Rows from a box-labeling dataset:

- - -

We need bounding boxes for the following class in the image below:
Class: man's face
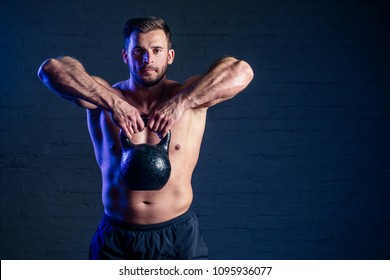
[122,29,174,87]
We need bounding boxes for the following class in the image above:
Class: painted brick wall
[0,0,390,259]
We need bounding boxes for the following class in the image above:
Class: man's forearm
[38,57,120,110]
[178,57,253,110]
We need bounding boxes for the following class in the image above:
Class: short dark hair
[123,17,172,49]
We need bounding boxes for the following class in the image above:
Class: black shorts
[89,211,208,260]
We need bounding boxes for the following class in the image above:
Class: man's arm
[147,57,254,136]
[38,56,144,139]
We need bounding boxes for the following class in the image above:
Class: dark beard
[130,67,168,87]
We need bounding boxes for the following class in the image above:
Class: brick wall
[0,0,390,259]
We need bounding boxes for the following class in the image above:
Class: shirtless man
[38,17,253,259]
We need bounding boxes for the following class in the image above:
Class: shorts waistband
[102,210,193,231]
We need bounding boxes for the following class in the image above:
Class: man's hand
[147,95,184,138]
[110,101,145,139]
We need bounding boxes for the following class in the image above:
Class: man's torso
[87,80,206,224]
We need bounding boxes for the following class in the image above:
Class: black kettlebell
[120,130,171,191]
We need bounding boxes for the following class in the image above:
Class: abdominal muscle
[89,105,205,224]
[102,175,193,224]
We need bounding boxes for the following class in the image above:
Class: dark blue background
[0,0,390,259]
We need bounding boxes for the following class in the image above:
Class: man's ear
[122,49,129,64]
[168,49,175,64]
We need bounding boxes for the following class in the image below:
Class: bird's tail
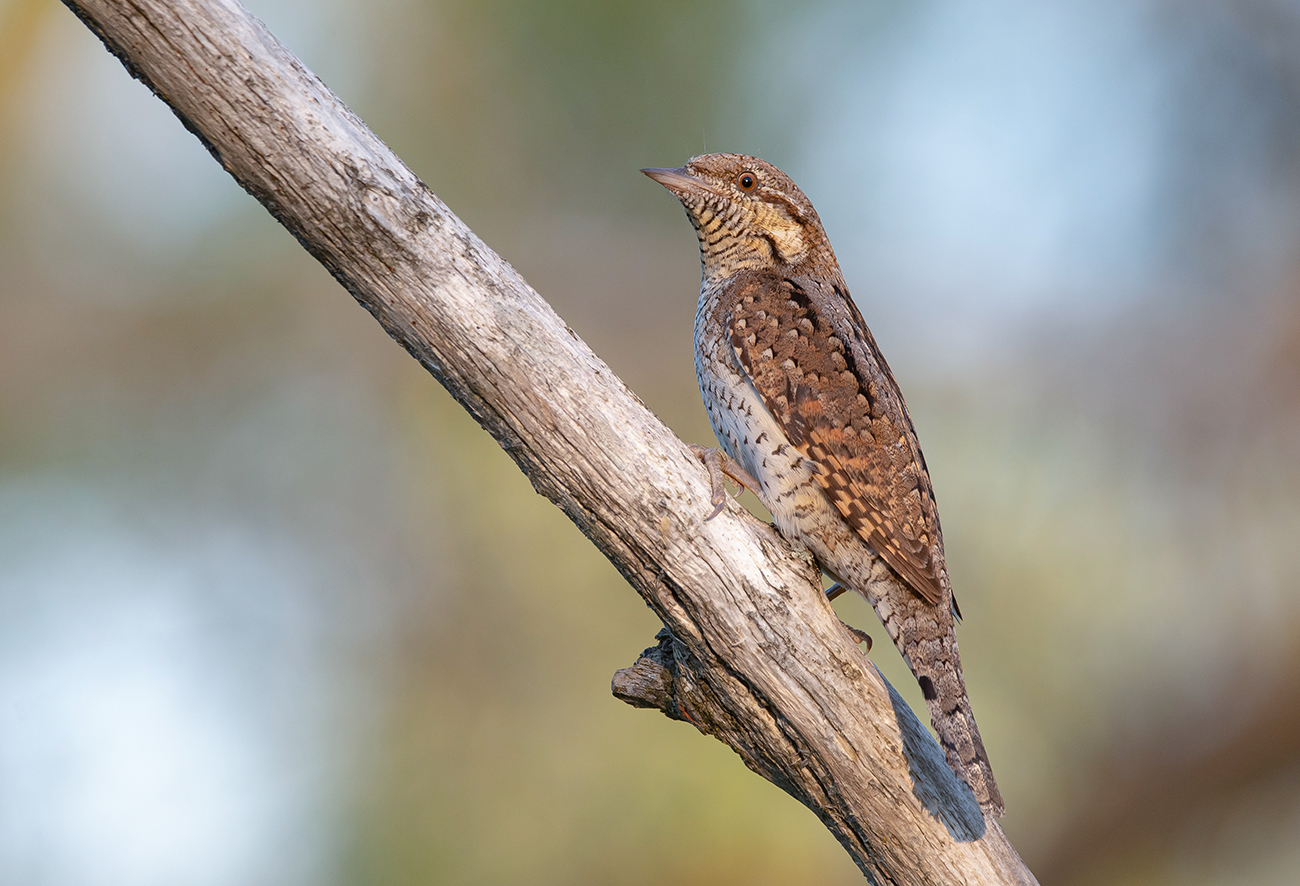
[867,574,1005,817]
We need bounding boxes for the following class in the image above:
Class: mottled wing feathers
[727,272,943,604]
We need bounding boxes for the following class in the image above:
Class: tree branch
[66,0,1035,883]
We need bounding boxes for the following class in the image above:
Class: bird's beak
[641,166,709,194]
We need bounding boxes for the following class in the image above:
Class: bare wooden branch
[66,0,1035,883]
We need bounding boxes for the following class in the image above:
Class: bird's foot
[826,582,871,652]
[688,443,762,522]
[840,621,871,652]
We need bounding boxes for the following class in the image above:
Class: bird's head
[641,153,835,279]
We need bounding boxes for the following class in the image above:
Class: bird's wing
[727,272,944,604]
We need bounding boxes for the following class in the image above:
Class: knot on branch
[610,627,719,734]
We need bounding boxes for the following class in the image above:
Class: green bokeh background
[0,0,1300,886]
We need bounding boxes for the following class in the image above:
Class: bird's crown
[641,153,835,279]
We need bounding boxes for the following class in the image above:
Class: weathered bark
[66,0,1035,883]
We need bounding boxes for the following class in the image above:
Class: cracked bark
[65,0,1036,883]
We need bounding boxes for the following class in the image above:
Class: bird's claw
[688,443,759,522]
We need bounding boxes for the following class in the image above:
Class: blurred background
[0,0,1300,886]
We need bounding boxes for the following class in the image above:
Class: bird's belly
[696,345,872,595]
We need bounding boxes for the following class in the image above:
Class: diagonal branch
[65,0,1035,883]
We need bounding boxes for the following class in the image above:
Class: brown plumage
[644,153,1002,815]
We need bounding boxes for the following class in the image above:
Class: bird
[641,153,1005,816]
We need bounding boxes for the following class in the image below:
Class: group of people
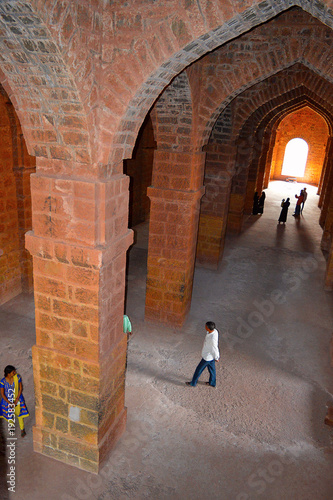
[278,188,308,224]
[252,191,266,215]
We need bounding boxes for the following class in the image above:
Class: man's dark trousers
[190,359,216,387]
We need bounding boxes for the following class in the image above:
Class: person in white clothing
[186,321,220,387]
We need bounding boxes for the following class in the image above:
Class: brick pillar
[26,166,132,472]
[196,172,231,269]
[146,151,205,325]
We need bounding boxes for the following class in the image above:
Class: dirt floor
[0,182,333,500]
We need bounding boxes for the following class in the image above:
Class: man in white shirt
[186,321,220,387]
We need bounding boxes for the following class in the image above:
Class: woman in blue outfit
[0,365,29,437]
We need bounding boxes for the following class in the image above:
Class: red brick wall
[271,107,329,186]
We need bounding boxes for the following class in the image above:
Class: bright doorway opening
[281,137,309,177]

- - -

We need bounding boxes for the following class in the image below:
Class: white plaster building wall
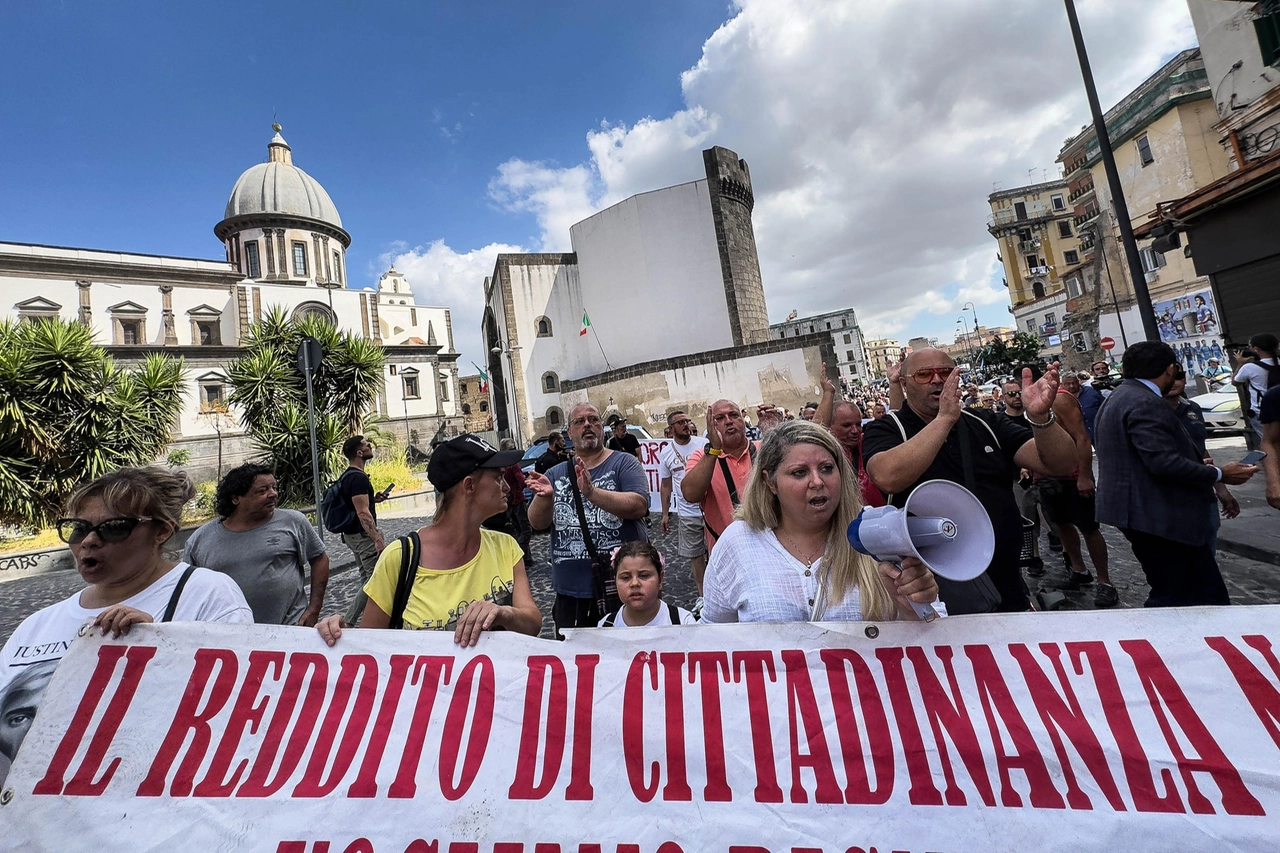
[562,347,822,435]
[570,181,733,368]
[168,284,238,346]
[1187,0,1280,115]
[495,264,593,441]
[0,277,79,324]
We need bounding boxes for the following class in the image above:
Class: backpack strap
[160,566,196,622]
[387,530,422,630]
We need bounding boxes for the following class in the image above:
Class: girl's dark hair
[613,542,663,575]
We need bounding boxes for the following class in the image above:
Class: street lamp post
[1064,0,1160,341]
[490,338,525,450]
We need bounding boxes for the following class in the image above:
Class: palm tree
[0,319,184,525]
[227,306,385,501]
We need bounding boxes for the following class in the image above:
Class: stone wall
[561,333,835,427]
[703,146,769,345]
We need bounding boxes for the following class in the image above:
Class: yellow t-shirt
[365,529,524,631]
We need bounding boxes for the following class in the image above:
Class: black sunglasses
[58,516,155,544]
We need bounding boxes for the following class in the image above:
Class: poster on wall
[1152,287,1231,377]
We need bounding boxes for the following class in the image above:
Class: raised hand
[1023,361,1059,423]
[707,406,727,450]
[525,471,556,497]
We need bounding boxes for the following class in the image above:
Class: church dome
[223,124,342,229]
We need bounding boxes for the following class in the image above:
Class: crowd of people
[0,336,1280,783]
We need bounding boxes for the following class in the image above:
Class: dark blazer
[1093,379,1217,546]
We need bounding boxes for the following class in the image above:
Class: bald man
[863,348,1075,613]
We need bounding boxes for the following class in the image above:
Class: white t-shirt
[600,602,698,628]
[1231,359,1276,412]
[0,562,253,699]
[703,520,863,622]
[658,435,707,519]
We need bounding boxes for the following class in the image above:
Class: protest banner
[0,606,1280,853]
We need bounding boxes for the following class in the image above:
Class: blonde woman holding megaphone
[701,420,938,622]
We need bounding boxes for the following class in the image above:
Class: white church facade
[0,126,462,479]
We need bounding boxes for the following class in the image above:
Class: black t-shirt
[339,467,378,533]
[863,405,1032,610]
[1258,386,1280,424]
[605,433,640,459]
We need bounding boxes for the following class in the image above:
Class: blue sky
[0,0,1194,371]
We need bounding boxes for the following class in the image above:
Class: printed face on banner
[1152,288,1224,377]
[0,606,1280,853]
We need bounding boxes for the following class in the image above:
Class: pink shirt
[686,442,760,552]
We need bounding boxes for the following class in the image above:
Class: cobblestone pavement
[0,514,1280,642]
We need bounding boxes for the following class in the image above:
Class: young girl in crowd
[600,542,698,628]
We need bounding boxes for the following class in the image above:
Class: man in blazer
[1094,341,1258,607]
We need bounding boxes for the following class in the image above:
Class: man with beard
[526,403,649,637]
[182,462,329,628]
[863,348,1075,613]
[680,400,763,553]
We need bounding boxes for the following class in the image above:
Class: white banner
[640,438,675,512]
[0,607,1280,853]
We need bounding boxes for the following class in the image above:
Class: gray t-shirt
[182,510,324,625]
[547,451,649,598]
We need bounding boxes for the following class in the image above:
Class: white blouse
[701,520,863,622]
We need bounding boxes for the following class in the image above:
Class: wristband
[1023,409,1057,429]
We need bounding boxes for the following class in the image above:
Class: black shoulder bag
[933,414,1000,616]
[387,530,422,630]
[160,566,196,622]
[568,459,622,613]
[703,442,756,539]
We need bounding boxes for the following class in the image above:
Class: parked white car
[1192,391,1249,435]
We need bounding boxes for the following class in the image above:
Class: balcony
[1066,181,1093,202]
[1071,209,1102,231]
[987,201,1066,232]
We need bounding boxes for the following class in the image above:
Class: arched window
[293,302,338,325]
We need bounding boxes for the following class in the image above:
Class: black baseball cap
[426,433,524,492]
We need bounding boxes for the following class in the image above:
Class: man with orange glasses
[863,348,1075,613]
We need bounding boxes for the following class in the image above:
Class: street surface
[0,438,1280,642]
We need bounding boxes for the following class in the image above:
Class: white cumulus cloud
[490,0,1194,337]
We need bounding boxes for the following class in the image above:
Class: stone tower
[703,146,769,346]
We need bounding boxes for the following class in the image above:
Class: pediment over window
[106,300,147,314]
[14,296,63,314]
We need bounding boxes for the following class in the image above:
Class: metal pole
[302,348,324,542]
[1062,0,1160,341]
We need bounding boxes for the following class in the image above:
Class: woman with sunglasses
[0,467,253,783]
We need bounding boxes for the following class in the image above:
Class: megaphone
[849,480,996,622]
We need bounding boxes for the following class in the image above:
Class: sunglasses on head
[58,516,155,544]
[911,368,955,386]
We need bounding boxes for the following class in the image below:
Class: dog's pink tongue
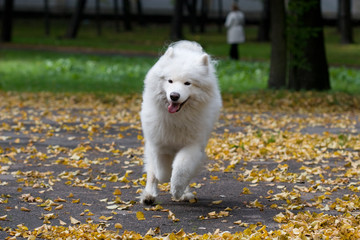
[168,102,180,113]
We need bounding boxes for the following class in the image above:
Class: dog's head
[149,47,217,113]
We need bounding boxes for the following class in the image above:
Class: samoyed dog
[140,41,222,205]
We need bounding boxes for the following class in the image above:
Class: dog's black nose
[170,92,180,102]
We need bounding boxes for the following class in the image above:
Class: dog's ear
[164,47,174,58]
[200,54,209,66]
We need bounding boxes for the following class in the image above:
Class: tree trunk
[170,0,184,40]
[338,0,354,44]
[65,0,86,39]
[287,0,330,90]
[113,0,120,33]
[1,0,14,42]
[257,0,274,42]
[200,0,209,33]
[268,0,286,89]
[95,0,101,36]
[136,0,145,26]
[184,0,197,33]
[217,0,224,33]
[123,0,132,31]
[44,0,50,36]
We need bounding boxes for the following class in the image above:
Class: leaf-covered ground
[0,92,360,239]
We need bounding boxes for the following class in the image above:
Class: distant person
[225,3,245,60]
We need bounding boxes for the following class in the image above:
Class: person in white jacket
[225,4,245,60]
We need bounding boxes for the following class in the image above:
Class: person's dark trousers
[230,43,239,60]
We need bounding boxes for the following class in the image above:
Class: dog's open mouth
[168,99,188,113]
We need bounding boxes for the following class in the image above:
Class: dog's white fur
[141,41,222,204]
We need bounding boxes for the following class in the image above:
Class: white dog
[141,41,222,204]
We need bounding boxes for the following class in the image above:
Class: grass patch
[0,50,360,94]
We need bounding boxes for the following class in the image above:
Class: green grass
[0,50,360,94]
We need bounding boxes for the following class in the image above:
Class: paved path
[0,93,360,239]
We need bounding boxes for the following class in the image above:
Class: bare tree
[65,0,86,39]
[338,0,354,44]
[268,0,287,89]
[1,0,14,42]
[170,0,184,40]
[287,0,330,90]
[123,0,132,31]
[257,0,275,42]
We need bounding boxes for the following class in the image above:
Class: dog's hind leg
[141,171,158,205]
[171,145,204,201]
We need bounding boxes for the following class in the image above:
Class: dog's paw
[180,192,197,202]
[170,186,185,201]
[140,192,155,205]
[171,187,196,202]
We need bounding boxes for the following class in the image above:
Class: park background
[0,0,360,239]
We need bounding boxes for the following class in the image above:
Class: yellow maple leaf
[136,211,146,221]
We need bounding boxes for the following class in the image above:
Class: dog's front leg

- - -

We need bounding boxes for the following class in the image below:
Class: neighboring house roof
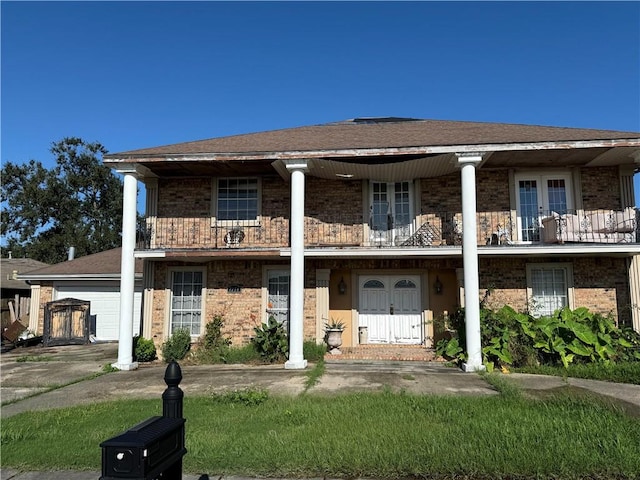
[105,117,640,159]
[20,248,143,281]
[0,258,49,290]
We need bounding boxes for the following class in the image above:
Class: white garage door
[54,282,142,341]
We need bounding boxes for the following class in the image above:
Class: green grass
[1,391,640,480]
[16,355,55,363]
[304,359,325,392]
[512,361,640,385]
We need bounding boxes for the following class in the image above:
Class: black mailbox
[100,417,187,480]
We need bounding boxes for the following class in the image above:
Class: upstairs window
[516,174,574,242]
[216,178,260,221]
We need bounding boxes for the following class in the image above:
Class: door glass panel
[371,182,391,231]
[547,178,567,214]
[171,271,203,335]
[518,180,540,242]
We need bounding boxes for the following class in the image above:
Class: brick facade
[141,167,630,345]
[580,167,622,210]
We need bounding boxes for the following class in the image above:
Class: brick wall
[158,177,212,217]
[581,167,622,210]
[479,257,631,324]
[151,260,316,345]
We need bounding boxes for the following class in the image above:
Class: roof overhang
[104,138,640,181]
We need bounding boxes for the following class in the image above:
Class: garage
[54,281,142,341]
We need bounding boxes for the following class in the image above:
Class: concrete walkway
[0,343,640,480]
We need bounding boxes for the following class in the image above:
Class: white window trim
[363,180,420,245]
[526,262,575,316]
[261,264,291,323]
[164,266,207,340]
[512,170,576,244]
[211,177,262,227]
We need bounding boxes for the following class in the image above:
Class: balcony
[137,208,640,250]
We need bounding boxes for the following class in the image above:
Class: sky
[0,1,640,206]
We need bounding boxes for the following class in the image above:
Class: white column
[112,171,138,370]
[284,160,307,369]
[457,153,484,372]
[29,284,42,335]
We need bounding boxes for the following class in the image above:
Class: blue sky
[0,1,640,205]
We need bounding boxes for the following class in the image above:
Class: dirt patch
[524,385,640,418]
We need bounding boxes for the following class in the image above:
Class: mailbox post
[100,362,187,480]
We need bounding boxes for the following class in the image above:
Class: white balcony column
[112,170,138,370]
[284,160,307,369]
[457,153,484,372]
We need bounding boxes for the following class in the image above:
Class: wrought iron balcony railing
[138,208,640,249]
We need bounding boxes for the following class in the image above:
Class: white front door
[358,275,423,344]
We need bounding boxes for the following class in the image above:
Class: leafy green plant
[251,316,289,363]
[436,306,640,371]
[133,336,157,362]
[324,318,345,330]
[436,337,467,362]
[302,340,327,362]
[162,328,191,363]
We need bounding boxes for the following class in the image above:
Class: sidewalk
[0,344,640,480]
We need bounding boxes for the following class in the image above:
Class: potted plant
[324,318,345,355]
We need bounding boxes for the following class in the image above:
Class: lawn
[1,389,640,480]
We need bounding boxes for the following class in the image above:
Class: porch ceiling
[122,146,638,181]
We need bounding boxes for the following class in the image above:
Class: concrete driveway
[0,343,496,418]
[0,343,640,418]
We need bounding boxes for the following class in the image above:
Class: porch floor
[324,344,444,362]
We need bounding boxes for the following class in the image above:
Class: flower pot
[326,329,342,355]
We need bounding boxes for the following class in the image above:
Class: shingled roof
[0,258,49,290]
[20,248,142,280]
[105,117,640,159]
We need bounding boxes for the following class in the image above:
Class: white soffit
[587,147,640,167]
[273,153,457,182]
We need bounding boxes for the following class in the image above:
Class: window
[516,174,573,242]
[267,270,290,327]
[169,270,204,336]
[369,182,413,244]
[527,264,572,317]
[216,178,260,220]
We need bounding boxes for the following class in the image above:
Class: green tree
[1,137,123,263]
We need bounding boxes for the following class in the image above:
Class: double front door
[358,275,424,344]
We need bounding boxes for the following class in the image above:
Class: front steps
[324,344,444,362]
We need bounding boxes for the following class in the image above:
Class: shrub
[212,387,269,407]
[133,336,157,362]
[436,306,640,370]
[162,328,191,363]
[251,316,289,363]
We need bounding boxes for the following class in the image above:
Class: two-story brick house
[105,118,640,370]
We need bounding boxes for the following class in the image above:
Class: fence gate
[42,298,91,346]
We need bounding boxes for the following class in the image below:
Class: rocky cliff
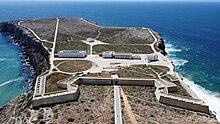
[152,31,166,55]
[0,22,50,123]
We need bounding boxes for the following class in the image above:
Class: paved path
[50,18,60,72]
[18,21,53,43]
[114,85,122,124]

- - -

• _Aim_:
Which lines in the records contain the word "black"? Extract each one.

• _Written answer_:
Class: black shorts
Class: black kettlebell
Class: black sunglasses
Class: black t-shirt
Class: black shoulder bag
Class: black baseball cap
Class: dog's black nose
Class: black mailbox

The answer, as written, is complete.